=== GIVEN PASSAGE ===

After the first live performance, we meander to the top floor to collect some impressions of reproduced music. Pit stop # 1 is the completely filled room of Dutch KR/Von Schweikert distributor Eurogram. The combination of Dutch Pluto turntable, KR Kronzilla monoblocks and the new Von Schweikert VR-4jr really keeps the audience spellbound. These American speakers are from the first actual production run and, contrary to the hand-built prototypes we heard at CES, sound good. Of course, the setup is a major factor here as is the effect of a room filled with people. Add to this a really passionate presentation of music and equipment and a HiFi show properly presented can be lots of fun!

How do you like your eggs in the morning? Hopefully at least with a kiss. Something like that must have been on the mind of Belgian designer Koen Vaessen when he blueprinted the Aquarius loudspeakers. This 1.15 meter high bass-reflex built from a 9-millimeter thick compound material sounds natural. Shanling was the source of choice here. For tube-aholics, Koen Vaessen also has a fun Nixie tube clock on sale.

It is time to return to live music, with the stage meanwhile set for the competition's finale. A young saxophonist and his three companions play a mix of standard Jazz and some original tunes. Sound and technique are good but dynamic emotiveness is a bit subdued. The same holds true for the second contender. Singer Christel tries to win over jury and audience with standards and a good but not great voice but again, the performance runs low on ability to get the emotion beyond stage edge into the audience. We could have done with a bit more spice.

Number 3 is a group - piano, bass, drums and vibes. And boy, they really do go for it with all original compositions. This particular performance in fact is the second one they play in this line-up. Here are dynamics, emotions and craftsmanship bonded together in true musical fashion. There is a tight and spontaneous relationship between the musicians as they give each other clues. There is respect when one goes off into a short solo. These four young men whose origins are from various Eastern European countries plus Portugal know how and what to play.

=== DATA LISTING ===

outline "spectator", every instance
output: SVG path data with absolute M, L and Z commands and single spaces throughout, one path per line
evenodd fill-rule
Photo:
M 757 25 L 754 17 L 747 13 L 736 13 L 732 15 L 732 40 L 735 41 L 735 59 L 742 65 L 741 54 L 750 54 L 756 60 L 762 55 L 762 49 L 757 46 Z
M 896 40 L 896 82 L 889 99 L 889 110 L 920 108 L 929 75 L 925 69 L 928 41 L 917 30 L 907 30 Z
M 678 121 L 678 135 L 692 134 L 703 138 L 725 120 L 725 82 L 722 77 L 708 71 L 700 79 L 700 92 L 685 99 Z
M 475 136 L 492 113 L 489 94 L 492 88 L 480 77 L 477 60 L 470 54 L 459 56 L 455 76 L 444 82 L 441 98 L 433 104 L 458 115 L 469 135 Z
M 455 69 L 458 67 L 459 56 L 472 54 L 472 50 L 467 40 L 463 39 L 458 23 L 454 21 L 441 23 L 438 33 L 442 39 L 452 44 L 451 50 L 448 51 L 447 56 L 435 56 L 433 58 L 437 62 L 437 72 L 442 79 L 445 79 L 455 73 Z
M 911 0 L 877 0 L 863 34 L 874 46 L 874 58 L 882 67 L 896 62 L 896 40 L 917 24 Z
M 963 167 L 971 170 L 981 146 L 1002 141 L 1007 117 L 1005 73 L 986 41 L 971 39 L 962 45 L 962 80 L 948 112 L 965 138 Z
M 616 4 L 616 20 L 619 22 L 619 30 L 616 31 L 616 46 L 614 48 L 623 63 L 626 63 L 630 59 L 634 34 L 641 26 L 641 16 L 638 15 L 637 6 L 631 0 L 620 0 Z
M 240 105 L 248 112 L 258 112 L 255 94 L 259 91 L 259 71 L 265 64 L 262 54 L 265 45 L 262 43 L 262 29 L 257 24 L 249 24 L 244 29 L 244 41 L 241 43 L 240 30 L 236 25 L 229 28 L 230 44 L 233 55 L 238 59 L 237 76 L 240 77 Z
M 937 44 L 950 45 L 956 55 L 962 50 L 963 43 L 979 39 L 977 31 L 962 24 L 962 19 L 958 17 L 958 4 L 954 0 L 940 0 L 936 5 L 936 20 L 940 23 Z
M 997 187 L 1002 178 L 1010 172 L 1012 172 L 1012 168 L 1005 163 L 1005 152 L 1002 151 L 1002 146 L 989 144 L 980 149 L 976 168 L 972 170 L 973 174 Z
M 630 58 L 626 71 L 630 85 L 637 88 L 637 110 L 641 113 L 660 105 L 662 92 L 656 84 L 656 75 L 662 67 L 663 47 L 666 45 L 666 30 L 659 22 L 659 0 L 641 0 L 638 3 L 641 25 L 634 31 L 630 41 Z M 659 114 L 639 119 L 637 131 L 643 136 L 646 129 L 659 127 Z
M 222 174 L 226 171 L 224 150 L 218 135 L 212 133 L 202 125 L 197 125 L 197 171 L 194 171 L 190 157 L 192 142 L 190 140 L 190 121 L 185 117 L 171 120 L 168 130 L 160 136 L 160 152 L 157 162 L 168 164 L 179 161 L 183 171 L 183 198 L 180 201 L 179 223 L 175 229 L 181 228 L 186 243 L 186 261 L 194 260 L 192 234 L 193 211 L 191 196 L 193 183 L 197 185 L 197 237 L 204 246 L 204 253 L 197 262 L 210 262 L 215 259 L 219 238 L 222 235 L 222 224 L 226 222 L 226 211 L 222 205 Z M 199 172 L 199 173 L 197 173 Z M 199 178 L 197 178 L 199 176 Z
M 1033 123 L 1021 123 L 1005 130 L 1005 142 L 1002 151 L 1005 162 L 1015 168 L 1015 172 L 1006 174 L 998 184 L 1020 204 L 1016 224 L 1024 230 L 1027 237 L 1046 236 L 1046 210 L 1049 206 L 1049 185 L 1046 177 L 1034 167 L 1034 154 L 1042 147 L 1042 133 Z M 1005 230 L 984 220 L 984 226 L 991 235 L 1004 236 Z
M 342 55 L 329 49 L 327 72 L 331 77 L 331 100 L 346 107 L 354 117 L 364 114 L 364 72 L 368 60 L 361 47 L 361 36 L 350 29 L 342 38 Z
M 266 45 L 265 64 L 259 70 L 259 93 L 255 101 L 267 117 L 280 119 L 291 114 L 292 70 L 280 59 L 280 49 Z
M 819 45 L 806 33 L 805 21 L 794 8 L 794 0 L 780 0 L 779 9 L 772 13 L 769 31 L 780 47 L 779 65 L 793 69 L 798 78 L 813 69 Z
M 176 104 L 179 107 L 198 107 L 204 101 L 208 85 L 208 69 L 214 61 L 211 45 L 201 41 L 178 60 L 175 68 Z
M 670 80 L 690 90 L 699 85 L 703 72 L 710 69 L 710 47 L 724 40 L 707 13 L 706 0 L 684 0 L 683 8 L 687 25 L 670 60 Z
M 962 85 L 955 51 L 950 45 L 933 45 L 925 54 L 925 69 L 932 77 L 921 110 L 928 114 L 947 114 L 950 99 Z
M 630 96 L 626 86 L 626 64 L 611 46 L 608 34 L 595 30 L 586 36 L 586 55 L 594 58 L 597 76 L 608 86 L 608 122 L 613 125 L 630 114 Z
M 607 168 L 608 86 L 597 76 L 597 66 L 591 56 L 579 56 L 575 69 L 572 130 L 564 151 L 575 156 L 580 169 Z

===

▶ [PROBLEM 1]
List the instruments that make up the third group in the show report.
▶ [PROBLEM 2]
Rewrite the part of the show report starting at "It is time to" and ending at "bit more spice.", changing "saxophonist" to "trumpeter".
▶ [PROBLEM 3]
Write what follows the last sentence of the show report.

▶ [WRITTEN RESPONSE 1]
piano, bass, drums, vibes

▶ [WRITTEN RESPONSE 2]
It is time to return to live music, with the stage meanwhile set for the competition's finale. A young trumpeter and his three companions play a mix of standard Jazz and some original tunes. Sound and technique are good but dynamic emotiveness is a bit subdued. The same holds true for the second contender. Singer Christel tries to win over jury and audience with standards and a good but not great voice but again, the performance runs low on ability to get the emotion beyond stage edge into the audience. We could have done with a bit more spice.

▶ [WRITTEN RESPONSE 3]
The jury of course pretends a hard time during deliberations. Without a doubt though and delayed just a bit for impact, the prize goes to the last quartet. Relieved from the tension of the competition, the group called As Guests gives a final encore. These guys can play! Afterwards, they tell us that their prize money will make their first recording possible. We'll keep you posted.

Back at the hardware show, it's time for a Dutch-first. Tannoy has taken the opportunity to haul in a pair of classic Westminster Royal HE loudspeakers. In a special room, these cupboard-sized folded horns hold a small audience captive. By the looks of a 16-year-old punk, he is completely flabbergasted by the performance, even by Diana Krall. Unfortunately, the Royals are equipped with super tweeters. From our point in the room, they produce an irritating clicking noise. Switching them off opens up the soundstage and the speakers just disappear from the room, leaving music in their place. This trick, worthy of David Copperfield, must be why so many Japanese audiophiles fancy these speakers in their very small rooms. They simply do disappear when played. The combination of a 38cm dual-concentric driver with Alnico magnet and a folded horn is unique. The choice for Alnico -- a combination of aluminum, nickel, cobalt and some love potion -- makes the driver very dynamic. The horn takes care of the frequency range from 18 to 200Hz at which point the driver's direct radiation and an acoustical crossover take over. At 1Khz, an electric network crosses in the tweeter for the rest of the spectrum. Almost any amplifier can be used because the gentle giants sport a whopping 99dB sensitivity at 8 ohms. Just forget about that super tweeter.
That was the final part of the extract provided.